◆ WHAT IS NEEDED: Word for word, retype every line of the data.
═══ DATA FOR THIS TASK ═══
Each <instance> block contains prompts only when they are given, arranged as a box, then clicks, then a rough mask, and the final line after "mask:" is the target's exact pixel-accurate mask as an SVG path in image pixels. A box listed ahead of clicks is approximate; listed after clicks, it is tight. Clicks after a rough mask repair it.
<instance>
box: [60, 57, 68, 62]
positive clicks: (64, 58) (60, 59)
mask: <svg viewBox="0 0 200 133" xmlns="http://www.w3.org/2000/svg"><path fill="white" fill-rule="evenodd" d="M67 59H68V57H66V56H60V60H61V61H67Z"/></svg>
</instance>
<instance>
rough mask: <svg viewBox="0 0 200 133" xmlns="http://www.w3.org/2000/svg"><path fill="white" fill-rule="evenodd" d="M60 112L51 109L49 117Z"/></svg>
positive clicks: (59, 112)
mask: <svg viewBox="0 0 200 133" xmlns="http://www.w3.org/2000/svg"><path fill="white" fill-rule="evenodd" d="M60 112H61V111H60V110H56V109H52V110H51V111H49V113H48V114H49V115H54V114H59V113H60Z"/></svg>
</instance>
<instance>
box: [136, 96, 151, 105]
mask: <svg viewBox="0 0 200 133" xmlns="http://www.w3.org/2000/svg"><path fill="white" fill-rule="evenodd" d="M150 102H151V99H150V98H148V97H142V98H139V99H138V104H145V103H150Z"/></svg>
═══
◆ PROBLEM SOLUTION:
Each <instance> block contains prompts only when they are given, arranged as a box, then clicks, then a rough mask, and the final line after "mask:" is the target's exact pixel-accurate mask as an SVG path in image pixels. A box listed ahead of clicks is approximate; listed after clicks, it is tight. Clicks after a rough mask repair it.
<instance>
box: [60, 57, 68, 62]
positive clicks: (64, 58) (60, 59)
mask: <svg viewBox="0 0 200 133" xmlns="http://www.w3.org/2000/svg"><path fill="white" fill-rule="evenodd" d="M67 59H68V57H66V56H60V60H61V61H67Z"/></svg>
</instance>
<instance>
rough mask: <svg viewBox="0 0 200 133" xmlns="http://www.w3.org/2000/svg"><path fill="white" fill-rule="evenodd" d="M60 112L51 109L49 117Z"/></svg>
positive clicks: (59, 112)
mask: <svg viewBox="0 0 200 133" xmlns="http://www.w3.org/2000/svg"><path fill="white" fill-rule="evenodd" d="M60 112H61V111H60V110H56V109H52V110H51V111H49V113H48V114H49V115H54V114H59V113H60Z"/></svg>
</instance>
<instance>
box: [136, 96, 151, 105]
mask: <svg viewBox="0 0 200 133" xmlns="http://www.w3.org/2000/svg"><path fill="white" fill-rule="evenodd" d="M150 102H151V99H150V98H148V97H142V98H139V99H138V104H145V103H150Z"/></svg>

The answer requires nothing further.